Given text:
---

Working paper Open Access

Computational Approach to Bengali Stress

Bhattasali, Shohini

In this work, my goal is to train a computational model to detect stress in Bengali using data from a speech corpus and then compare my results against existing accounts of Bengali stress which differ in their analyses.

Stress refers to the relative prominence of portions of an utterance (Liberman and Prince 1977). It has also been defined as the linguistic manifestation of rhythmic structure (Liberman 1975, Liberman and Prince 1977). Hayes (1995) explains this further and states that in stress languages, “every utterance has a rhythmic structure that serves as a framework for that utterance’s phonological and phonetic realization” (8). However, any formal theory of stress has to account for considerable cross-linguistic variation and the different acoustic correlates of stress such as duration and intensity.

Hayes (1980) proposed that stress patterns can be classified into two different types: quantity-insensitive stress systems and quantity-sensitive stress systems. Quantity-insensitive systems are those in which syllable weight is not relevant in conditioning stress placement. Gordon (2011) gives the example of the Australian language Maranungku as an example of a quantity-insensitive stress system. In this language, the primary stress falls on the first syllable of a word and secondary stress docks on the remaining odd-numbered syllables, as seen in examples (1 – 4) from Tryon 1970.

---

Data section:

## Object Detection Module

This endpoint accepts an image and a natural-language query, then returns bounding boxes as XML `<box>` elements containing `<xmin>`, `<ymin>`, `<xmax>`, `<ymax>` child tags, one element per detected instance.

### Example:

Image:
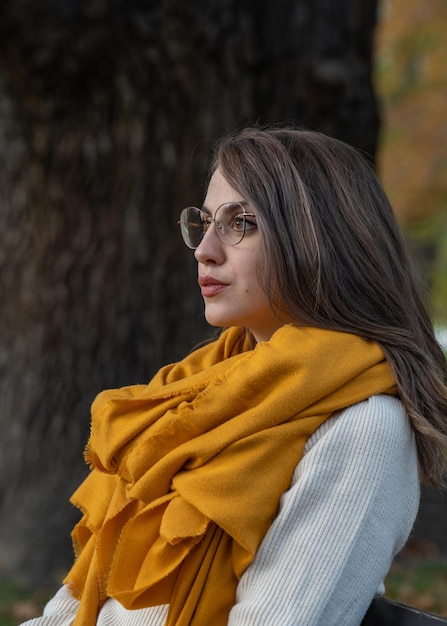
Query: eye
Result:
<box><xmin>201</xmin><ymin>213</ymin><xmax>213</xmax><ymax>233</ymax></box>
<box><xmin>231</xmin><ymin>213</ymin><xmax>258</xmax><ymax>232</ymax></box>
<box><xmin>230</xmin><ymin>214</ymin><xmax>245</xmax><ymax>232</ymax></box>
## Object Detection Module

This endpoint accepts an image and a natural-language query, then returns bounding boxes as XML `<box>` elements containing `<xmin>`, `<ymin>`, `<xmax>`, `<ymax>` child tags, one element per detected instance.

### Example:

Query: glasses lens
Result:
<box><xmin>214</xmin><ymin>202</ymin><xmax>246</xmax><ymax>246</ymax></box>
<box><xmin>180</xmin><ymin>207</ymin><xmax>204</xmax><ymax>250</ymax></box>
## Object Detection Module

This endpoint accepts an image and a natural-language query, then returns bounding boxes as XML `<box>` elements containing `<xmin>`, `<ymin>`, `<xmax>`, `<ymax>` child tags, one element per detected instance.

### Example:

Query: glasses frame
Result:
<box><xmin>178</xmin><ymin>202</ymin><xmax>256</xmax><ymax>250</ymax></box>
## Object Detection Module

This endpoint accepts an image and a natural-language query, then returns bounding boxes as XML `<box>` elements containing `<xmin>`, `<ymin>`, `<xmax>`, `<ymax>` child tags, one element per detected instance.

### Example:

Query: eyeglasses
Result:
<box><xmin>179</xmin><ymin>202</ymin><xmax>257</xmax><ymax>250</ymax></box>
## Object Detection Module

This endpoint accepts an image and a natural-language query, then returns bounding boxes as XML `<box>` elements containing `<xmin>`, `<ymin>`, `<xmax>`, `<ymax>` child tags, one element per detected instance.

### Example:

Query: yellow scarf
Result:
<box><xmin>65</xmin><ymin>325</ymin><xmax>396</xmax><ymax>626</ymax></box>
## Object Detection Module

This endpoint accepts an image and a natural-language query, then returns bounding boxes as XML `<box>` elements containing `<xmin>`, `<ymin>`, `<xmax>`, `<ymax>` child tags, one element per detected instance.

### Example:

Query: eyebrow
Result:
<box><xmin>200</xmin><ymin>200</ymin><xmax>249</xmax><ymax>217</ymax></box>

---

Problems to work on:
a: List every distinct cited work (author and year) that the Bengali stress paper refers to.
b: Translate this sentence from the Bengali stress paper into Spanish: "Quantity-insensitive systems are those in which syllable weight is not relevant in conditioning stress placement."

Results of the exercise:
a:
- Liberman and Prince 1977
- Liberman 1975
- Hayes 1995
- Hayes 1980
- Gordon 2011
- Tryon 1970

b: Los sistemas insensibles a la cantidad son aquellos en los que el peso silábico no es relevante para condicionar la ubicación del acento.